** WHAT TO WORK ON **
**1.** Answer these from the passage on elliptic functions:
(a) What value is given for f'(0)?
(b) Who wrote the article containing the addition formula, and on which page does the formula appear?
(c) What date is given for the edit?
**2.** Rewrite the stretch of the records from the line containing "--target=front door handle" through the end of the records, replacing "Solution" with "Result" and changing nothing else.
** Start of SOURCE PASSAGE **
Let's select an elliptic function and try to use it a base function for this aim.
$$f''(x)=-2f^3(x)$$ $f(0)=0$
$f'(0)=1$
$$(f'(x))^2=1-f^4(x)$$ The defined base function can be expressed $$x= \int_{0}^{f(x)} \frac{du}{\sqrt{1-u^4}}$$
Euler found an addition formula for this selected $f(x)$. The formula at page 6 in article that was written by Jose Barrios
$$f(x+y)=\frac{f(x)\sqrt{1-f^4(y)}+f(y)\sqrt{1-f^4(x)}}{1+f^2(x)f^2(y)}$$
or we can rewrite it as:
$$f(x+y)=\frac{f(x)f'(y)+f(y)f'(x)}{1+f^2(x)f^2(y)}$$
Is it possible to find a particular solution of the general differential equation $y''=ay^3+by^2+cy+d$ by using the combination of the selected elliptic function $f(x)$ and $e^{x}$ in a closed form ?
Note:Maybe we need to select another base $f(x)$ that would be easier for this aim. I selected randomly.
I need references and hints about this idea. Thanks a lot for your helps
EDIT: 15th August ,2016
I would like to share my results:
Let's assume that we have the equation:
$$ y'=\frac{dy}{dx} = p (y^2 + my + n)$$
If we solve the differential equation:
General solution of the differential equation can be written as
$y=-\frac{m}{2}-\frac{\sqrt{m^2-4n}}{2}+\cfrac{\sqrt{m^2-4n}}{1+ke^{xp\sqrt{m^2-4n}}}$
where $k$ is a constant.
** End of SOURCE PASSAGE **
** Start of RECORDS TO PROCESS **
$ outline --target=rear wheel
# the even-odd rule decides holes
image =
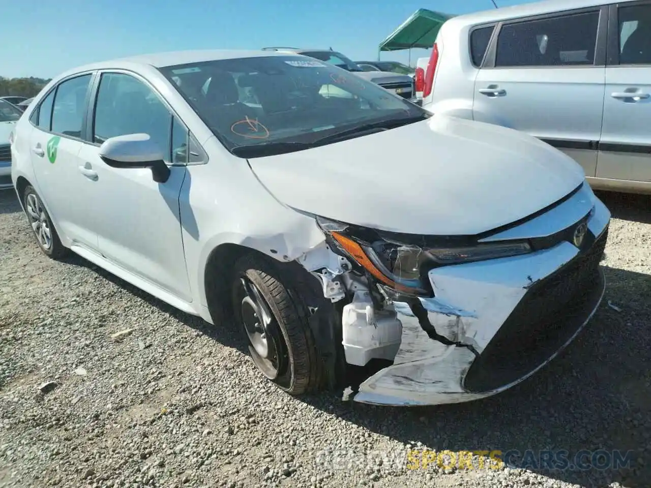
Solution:
[[[43,202],[34,187],[28,185],[25,188],[23,193],[23,206],[41,251],[53,259],[64,256],[68,249],[61,243],[59,234],[52,224],[49,214],[46,210]]]
[[[298,291],[262,257],[245,256],[234,271],[234,315],[253,362],[288,393],[318,389],[323,368]]]

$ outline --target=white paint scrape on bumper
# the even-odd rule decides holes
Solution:
[[[563,241],[529,254],[430,271],[435,298],[394,301],[402,335],[393,364],[360,385],[353,399],[398,405],[467,401],[503,391],[546,364],[603,297],[599,262],[610,213],[598,199],[592,202],[587,249]]]

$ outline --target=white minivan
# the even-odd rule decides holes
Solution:
[[[423,107],[527,132],[594,187],[651,193],[651,1],[548,0],[454,17]]]
[[[603,296],[610,213],[571,158],[314,58],[82,66],[12,137],[46,254],[234,324],[292,394],[366,366],[358,401],[492,395],[558,354]]]

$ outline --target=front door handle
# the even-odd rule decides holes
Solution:
[[[618,100],[631,98],[637,102],[638,100],[648,98],[651,95],[649,95],[648,93],[640,93],[639,92],[615,92],[615,93],[611,93],[611,96]]]
[[[94,169],[90,169],[90,168],[89,167],[89,166],[90,165],[88,165],[87,163],[86,166],[79,167],[79,172],[81,173],[81,174],[85,176],[86,178],[89,178],[89,180],[92,180],[93,181],[95,181],[96,180],[97,180],[98,178],[97,172]]]
[[[506,94],[506,90],[497,88],[480,88],[479,92],[488,96],[504,96]]]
** End of RECORDS TO PROCESS **
** SOLUTIONS BY TASK **
**1.**
(a) f'(0) = 1
(b) Jose Barrios; page 6
(c) 15th August, 2016

**2.**
$ outline --target=front door handle
# the even-odd rule decides holes
Result:
[[[618,100],[631,98],[637,102],[638,100],[648,98],[651,95],[649,95],[648,93],[640,93],[639,92],[615,92],[615,93],[611,93],[611,96]]]
[[[94,169],[90,169],[90,168],[89,167],[89,166],[90,165],[88,165],[87,163],[86,166],[79,167],[79,172],[81,173],[81,174],[85,176],[86,178],[89,178],[89,180],[92,180],[93,181],[95,181],[96,180],[97,180],[98,178],[97,172]]]
[[[506,94],[506,90],[497,88],[480,88],[479,92],[488,96],[504,96]]]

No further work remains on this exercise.